_RECORDED DATA_.
____

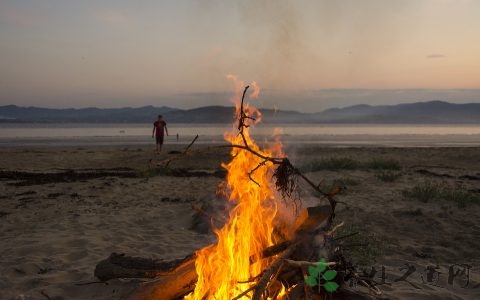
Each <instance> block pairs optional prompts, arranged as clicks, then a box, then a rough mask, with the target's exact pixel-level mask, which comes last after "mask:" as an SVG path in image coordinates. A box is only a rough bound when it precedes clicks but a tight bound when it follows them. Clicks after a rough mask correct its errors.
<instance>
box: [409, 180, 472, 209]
mask: <svg viewBox="0 0 480 300" xmlns="http://www.w3.org/2000/svg"><path fill="white" fill-rule="evenodd" d="M402 194H403V196H404V197H405V198H411V199H416V200H419V201H422V202H429V201H431V200H439V201H440V200H441V201H445V202H453V203H455V204H456V205H457V207H460V208H463V207H466V206H467V204H470V203H474V204H479V203H480V195H478V194H474V193H472V192H469V191H468V190H466V189H465V188H463V187H459V186H456V187H450V186H446V185H442V184H438V183H432V182H430V181H426V182H423V183H421V184H418V185H416V186H414V187H412V188H411V189H406V190H404V191H403V192H402Z"/></svg>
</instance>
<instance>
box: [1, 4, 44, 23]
mask: <svg viewBox="0 0 480 300" xmlns="http://www.w3.org/2000/svg"><path fill="white" fill-rule="evenodd" d="M0 23H5V24H10V25H14V26H20V27H33V26H38V25H40V24H42V23H45V18H43V17H42V16H40V15H37V14H33V13H31V12H27V11H22V10H18V9H8V8H1V9H0Z"/></svg>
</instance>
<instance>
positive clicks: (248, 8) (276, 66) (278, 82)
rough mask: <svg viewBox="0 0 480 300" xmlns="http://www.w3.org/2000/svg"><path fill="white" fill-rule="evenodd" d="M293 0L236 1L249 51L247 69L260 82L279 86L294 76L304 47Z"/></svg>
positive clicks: (298, 22) (302, 53)
mask: <svg viewBox="0 0 480 300" xmlns="http://www.w3.org/2000/svg"><path fill="white" fill-rule="evenodd" d="M294 3H295V2H294V1H287V0H277V1H276V0H260V1H256V0H248V1H239V2H237V9H238V12H239V18H240V22H241V24H242V25H243V28H244V31H245V41H244V42H245V45H246V48H247V49H249V51H251V57H248V58H247V61H249V63H250V64H251V65H252V68H251V70H249V71H250V72H251V73H252V74H251V75H252V76H257V77H258V80H259V81H260V82H261V83H262V85H266V86H267V87H268V86H271V87H275V88H279V87H282V86H288V85H289V82H290V81H291V80H292V79H293V78H295V75H296V74H295V73H296V71H297V69H298V68H297V65H298V63H299V60H300V58H301V56H302V55H305V52H306V50H305V48H304V42H303V38H304V36H303V34H302V30H301V27H302V24H301V22H300V20H301V17H300V15H299V11H298V10H297V7H295V5H294Z"/></svg>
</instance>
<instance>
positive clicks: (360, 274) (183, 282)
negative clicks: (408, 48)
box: [95, 86, 382, 300]
mask: <svg viewBox="0 0 480 300" xmlns="http://www.w3.org/2000/svg"><path fill="white" fill-rule="evenodd" d="M247 89H248V86H247V87H246V88H245V90H244V94H243V97H244V96H245V92H246V91H247ZM243 97H242V103H241V112H240V116H239V126H238V128H239V134H241V135H242V136H243V129H244V128H246V127H248V125H247V124H246V121H247V120H248V119H252V118H251V117H250V116H247V115H246V114H245V112H244V111H243ZM195 139H196V138H195ZM243 140H244V144H243V145H230V146H231V147H235V148H239V149H243V150H246V151H250V152H252V153H253V154H255V155H257V156H258V157H260V158H261V159H262V160H263V162H262V163H260V164H259V166H258V167H257V168H255V169H254V170H252V171H251V172H250V173H249V174H246V175H248V176H249V177H250V179H251V180H252V181H254V180H253V178H252V173H254V172H255V171H256V170H257V169H258V168H260V167H262V166H263V165H265V163H266V162H270V163H273V164H275V165H277V168H276V171H275V173H274V175H273V176H274V181H275V184H276V187H277V189H278V191H279V192H280V193H281V194H282V195H283V196H284V199H291V198H292V197H291V196H292V194H293V193H294V192H295V190H296V189H297V188H298V183H297V181H298V180H303V181H304V182H305V183H306V184H307V185H308V186H310V187H311V188H312V189H313V190H314V191H316V192H317V194H319V195H320V197H321V198H323V199H326V200H328V204H327V205H319V206H313V207H308V208H305V209H303V210H301V211H299V212H298V213H297V220H296V223H295V224H296V225H295V226H296V227H295V234H294V235H293V238H290V239H288V240H287V239H284V240H283V241H281V242H279V243H278V244H276V245H274V246H271V247H269V248H267V249H264V251H263V253H262V257H261V258H260V259H267V258H270V259H271V258H274V260H273V263H271V265H270V266H269V267H268V268H266V269H265V270H263V272H261V273H260V274H259V275H258V276H256V277H255V278H250V279H248V283H249V284H250V288H249V289H248V290H246V291H245V292H244V293H242V294H241V295H239V296H237V297H236V298H235V299H234V300H237V299H244V298H245V299H250V298H251V299H254V300H260V299H277V297H278V295H279V293H280V289H281V288H282V286H283V287H285V289H286V290H285V293H286V296H284V298H287V299H333V298H335V299H368V298H371V297H372V296H374V297H378V298H380V297H382V296H381V295H382V293H381V291H380V290H379V289H378V288H376V287H375V283H374V282H373V281H372V280H371V279H370V278H369V277H368V276H362V275H361V274H358V273H357V271H356V268H355V266H353V265H352V263H351V262H350V261H348V260H347V259H346V258H345V257H344V254H343V247H342V244H341V242H342V241H343V240H344V239H346V238H348V236H335V231H336V229H337V228H339V227H340V226H342V225H343V224H344V223H343V222H341V223H336V222H335V208H336V205H337V201H336V200H335V199H334V196H335V194H336V193H337V192H338V191H337V192H324V191H322V190H321V189H320V187H319V185H316V184H314V183H313V182H312V181H311V180H310V179H309V178H308V177H306V176H305V175H304V174H302V173H301V172H300V171H299V170H298V169H297V168H295V167H294V166H293V165H292V164H291V163H290V161H289V160H288V159H287V158H276V157H266V156H264V155H262V154H260V153H257V152H255V151H254V150H252V149H251V148H250V147H249V145H248V144H247V142H246V139H245V138H244V139H243ZM194 141H195V140H194ZM192 144H193V142H192V143H191V144H190V145H189V146H188V147H187V149H186V150H188V148H190V146H191V145H192ZM185 153H186V151H185ZM169 162H170V161H169ZM169 162H168V163H169ZM319 202H320V201H319ZM196 210H197V213H200V214H201V213H205V211H204V210H202V209H198V208H197V209H196ZM257 259H258V258H257ZM323 259H324V260H323ZM320 260H322V261H323V262H324V263H323V267H322V268H323V269H324V270H325V271H328V270H335V272H330V274H335V275H336V276H334V278H329V280H328V281H330V282H333V283H331V284H330V285H331V286H334V287H335V291H333V292H330V291H328V289H325V288H323V289H321V290H320V292H319V288H318V286H315V284H311V283H309V282H308V280H306V278H307V277H308V276H309V268H311V267H317V266H318V264H319V261H320ZM254 262H255V261H254V260H253V259H252V263H254ZM310 273H311V272H310ZM324 274H325V273H324ZM95 276H96V277H97V278H98V279H100V280H102V281H107V280H110V279H114V278H146V279H147V280H146V282H143V283H142V284H139V285H138V288H137V289H135V291H134V292H133V293H132V294H131V295H130V298H131V299H165V300H168V299H180V298H182V297H183V296H185V295H188V294H189V293H191V292H192V291H193V290H194V288H195V283H196V280H197V274H196V270H195V254H191V255H189V256H187V257H185V258H183V259H179V260H175V261H169V262H163V261H162V262H158V261H154V260H150V259H143V258H135V257H128V256H124V255H119V254H115V253H113V254H111V255H110V257H108V258H107V259H106V260H104V261H102V262H100V263H99V264H98V265H97V266H96V269H95ZM352 279H353V280H355V282H356V283H357V284H359V285H362V286H364V289H363V290H361V289H355V290H354V289H348V287H347V286H346V285H345V282H347V281H349V280H352ZM318 280H319V282H318V283H321V282H322V280H323V279H320V277H319V279H318ZM323 282H324V283H325V281H323ZM337 288H338V289H337Z"/></svg>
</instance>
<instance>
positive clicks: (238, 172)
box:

____

Pick out every line in the items above that contains the word "positive" and copy each of those lines in full.

_SOLUTION FOR THIS TASK_.
positive clicks: (248, 8) (276, 66) (278, 82)
positive clicks: (298, 22) (302, 53)
positive clicks: (360, 274) (183, 282)
positive clicks: (238, 172)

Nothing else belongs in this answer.